# Exercise goal
In the material below, identify each line bearing the word "target". Reproduce those lines.

Segment Open

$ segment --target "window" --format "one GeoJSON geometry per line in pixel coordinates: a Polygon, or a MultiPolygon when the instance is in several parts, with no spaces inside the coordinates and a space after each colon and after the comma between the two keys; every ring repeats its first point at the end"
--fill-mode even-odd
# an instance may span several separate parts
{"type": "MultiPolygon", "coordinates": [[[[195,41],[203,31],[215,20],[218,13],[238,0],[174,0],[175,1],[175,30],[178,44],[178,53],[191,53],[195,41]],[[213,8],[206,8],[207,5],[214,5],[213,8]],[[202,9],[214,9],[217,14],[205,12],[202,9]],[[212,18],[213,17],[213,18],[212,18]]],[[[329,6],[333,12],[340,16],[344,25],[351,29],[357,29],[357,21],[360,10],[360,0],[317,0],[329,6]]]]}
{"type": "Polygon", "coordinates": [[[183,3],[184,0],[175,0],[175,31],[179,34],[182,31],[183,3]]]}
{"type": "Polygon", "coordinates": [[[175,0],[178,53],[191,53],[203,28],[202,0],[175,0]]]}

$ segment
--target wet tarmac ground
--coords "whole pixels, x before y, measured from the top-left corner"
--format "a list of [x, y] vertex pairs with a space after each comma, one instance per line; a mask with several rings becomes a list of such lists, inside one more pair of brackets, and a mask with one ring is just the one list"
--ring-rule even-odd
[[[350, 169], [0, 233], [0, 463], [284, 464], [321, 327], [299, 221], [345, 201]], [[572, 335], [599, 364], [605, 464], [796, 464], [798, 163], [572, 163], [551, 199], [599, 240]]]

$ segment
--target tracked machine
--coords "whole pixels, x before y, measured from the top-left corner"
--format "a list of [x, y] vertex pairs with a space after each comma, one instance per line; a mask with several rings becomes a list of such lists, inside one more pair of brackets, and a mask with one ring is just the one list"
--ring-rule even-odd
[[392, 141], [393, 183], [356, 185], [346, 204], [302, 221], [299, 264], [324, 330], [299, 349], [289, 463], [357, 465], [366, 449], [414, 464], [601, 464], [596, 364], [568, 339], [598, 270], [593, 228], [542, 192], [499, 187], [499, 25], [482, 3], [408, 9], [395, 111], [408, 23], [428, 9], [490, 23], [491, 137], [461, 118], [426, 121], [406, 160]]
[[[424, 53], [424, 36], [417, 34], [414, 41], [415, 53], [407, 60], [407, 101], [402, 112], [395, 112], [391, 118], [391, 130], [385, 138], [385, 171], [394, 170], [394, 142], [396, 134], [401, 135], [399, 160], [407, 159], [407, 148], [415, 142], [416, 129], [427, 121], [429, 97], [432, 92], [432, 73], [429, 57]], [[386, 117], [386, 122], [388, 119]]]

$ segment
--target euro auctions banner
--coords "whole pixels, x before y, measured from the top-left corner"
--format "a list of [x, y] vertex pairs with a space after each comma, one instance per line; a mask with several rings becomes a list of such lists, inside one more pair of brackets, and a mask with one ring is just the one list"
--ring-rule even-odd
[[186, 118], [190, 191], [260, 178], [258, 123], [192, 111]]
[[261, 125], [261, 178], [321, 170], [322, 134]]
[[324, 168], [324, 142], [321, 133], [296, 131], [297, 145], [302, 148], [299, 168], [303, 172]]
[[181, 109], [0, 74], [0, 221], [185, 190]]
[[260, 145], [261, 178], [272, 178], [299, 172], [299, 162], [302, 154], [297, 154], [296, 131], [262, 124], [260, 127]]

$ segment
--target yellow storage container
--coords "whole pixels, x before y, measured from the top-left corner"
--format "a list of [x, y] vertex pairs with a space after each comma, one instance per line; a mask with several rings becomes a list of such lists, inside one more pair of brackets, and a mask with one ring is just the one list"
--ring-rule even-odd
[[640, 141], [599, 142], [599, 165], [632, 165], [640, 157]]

Segment Closed

# Answer box
$ segment --target "window" --format "one GeoJSON geometry per line in pixel coordinates: a Polygon, or a MultiPolygon when the instance is in several parts, with no spaces inside the coordinates and a space after each colon and after the comma between the two keys; every ring repeats its first point at the end"
--target wet tarmac ground
--target tracked machine
--target euro auctions banner
--target yellow storage container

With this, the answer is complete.